- Aim of the task
Could you reproduce every line of the material below word for word, leaving the pictures out of your answer?

[Object location annotation data]
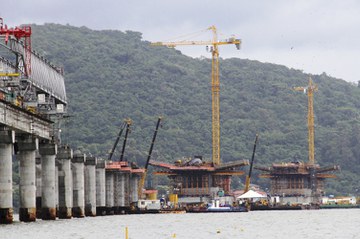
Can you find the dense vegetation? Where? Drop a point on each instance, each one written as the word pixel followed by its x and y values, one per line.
pixel 112 75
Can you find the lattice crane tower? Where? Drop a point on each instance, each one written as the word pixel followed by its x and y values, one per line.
pixel 310 89
pixel 213 47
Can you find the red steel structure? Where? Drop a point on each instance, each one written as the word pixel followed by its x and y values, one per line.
pixel 18 33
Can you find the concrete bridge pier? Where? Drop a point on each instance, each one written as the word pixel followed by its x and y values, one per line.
pixel 109 177
pixel 64 157
pixel 134 185
pixel 120 192
pixel 7 139
pixel 27 146
pixel 78 184
pixel 38 184
pixel 90 186
pixel 48 199
pixel 100 188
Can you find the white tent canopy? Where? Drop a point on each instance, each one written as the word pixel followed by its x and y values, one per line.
pixel 251 194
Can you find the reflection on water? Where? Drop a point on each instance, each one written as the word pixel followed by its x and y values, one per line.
pixel 321 224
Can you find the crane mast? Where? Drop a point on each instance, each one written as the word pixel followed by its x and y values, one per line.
pixel 310 89
pixel 215 83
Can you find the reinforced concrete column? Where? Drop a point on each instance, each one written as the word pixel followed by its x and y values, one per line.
pixel 109 193
pixel 78 184
pixel 134 185
pixel 90 186
pixel 126 190
pixel 7 139
pixel 100 188
pixel 48 152
pixel 120 191
pixel 38 184
pixel 65 181
pixel 27 146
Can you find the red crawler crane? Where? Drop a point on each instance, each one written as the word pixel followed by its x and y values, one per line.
pixel 19 32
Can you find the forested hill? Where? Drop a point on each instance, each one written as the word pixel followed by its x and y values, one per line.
pixel 113 75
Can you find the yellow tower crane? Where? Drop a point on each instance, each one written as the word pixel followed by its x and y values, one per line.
pixel 213 47
pixel 310 89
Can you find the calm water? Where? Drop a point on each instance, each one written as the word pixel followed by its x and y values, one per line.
pixel 319 224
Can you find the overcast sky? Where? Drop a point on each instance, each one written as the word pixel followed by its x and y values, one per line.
pixel 315 36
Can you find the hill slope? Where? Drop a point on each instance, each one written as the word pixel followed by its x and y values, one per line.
pixel 112 75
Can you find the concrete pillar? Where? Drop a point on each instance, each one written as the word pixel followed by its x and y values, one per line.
pixel 65 180
pixel 109 177
pixel 27 146
pixel 126 190
pixel 100 188
pixel 38 184
pixel 48 204
pixel 90 186
pixel 78 184
pixel 57 186
pixel 119 191
pixel 7 139
pixel 134 185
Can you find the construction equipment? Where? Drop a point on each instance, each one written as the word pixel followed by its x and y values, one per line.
pixel 8 74
pixel 116 141
pixel 310 89
pixel 212 46
pixel 247 182
pixel 19 32
pixel 143 177
pixel 128 124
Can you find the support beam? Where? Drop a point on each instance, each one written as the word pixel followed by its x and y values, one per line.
pixel 48 204
pixel 90 187
pixel 100 188
pixel 7 139
pixel 64 157
pixel 78 184
pixel 27 146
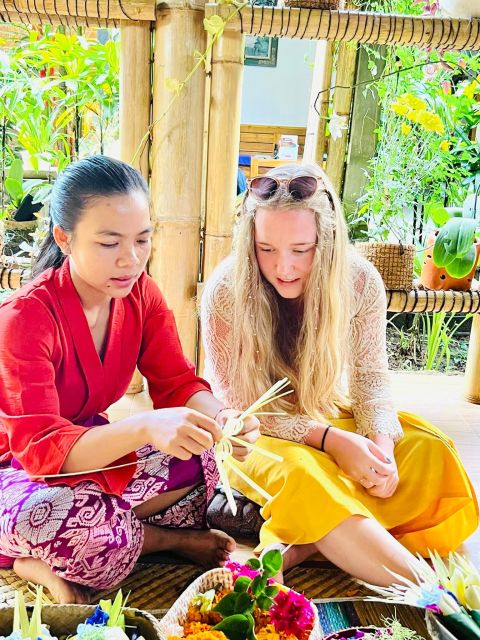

- Answer to this problem
Can you find the dense vegetation? Where? Drop a point on each instance, each one written as the word pixel followed by its x and y values, one per line.
pixel 112 75
Can you find the lattice crane tower? Where? Drop a point on each instance, each one written as the word pixel followed by its x and y values, one per line.
pixel 310 89
pixel 213 47
Can you find the red steel structure? Where? Drop a point on each instance, each one written as the word pixel followed by its x and y values, one per line.
pixel 18 33
Can you find the concrete bridge pier? Where? Drop a point on each instance, each one written as the word pixel followed by its x and y values, one per line.
pixel 109 177
pixel 64 157
pixel 134 185
pixel 120 192
pixel 7 139
pixel 27 146
pixel 78 184
pixel 38 184
pixel 90 186
pixel 48 199
pixel 100 188
Can you find the white tent canopy? Where? Drop a point on each instance, each one written as the word pixel followed by its x and y values, one per line.
pixel 251 194
Can you find the reflection on water? Where? Drop a point on each instance, each one written as the word pixel followed by its x and y values, one per line.
pixel 321 224
Can you find the crane mast? Where? Drop a point on each instance, each one written as the word pixel followed by its x and y values, one per line.
pixel 310 89
pixel 215 83
Can you find the reinforced concrete column? Where? Drop a point on each instance, each one written as the word pixel followed by its x and y values, one per line.
pixel 109 193
pixel 78 184
pixel 134 185
pixel 90 186
pixel 126 190
pixel 7 139
pixel 100 188
pixel 48 152
pixel 120 191
pixel 38 184
pixel 65 181
pixel 27 146
Can you find the red crawler crane? Where? Drop a point on each instance, each one written as the word pixel followed by its x and y values, one per line.
pixel 19 32
Can you find the forested hill? Where? Drop a point on each instance, each one written as the word pixel followed by its x and y values, one per line.
pixel 113 75
Can you find the yellow tower crane? Where? Drop a point on each instance, each one written as the word pixel followed by its x and y values, one per line.
pixel 213 47
pixel 310 89
Can you find the calm water? Where? Drop a point on each instance, each one written as the word pixel followed by its x and y values, one per line.
pixel 319 224
Can you find the overcast sky? Where? Drop a point on each instance, each one written as the word pixel followed by its x and y values, one per line.
pixel 315 36
Can you find the hill slope? Where? Drop a point on each instance, each one written as the word pixel followed by its x and y values, one per line.
pixel 112 75
Can you find the concrete pillar? Where? Drop a point on each instance, each one written as the word pixel followed by its x and y values, one per line.
pixel 65 180
pixel 109 177
pixel 27 146
pixel 126 190
pixel 100 188
pixel 38 184
pixel 48 204
pixel 90 186
pixel 78 184
pixel 57 186
pixel 119 191
pixel 7 139
pixel 134 185
Can you find the construction equipment? Where? Drop a point on each instance, each one written as the word pixel followed by its x and y values, one per line.
pixel 8 74
pixel 116 141
pixel 310 89
pixel 212 46
pixel 247 182
pixel 19 32
pixel 143 177
pixel 128 124
Can you find the support beam? Where? Drop a point on each instance, each one written as the word pixel followed by its x and y values, one per line.
pixel 48 204
pixel 90 187
pixel 100 188
pixel 7 139
pixel 64 157
pixel 78 184
pixel 27 146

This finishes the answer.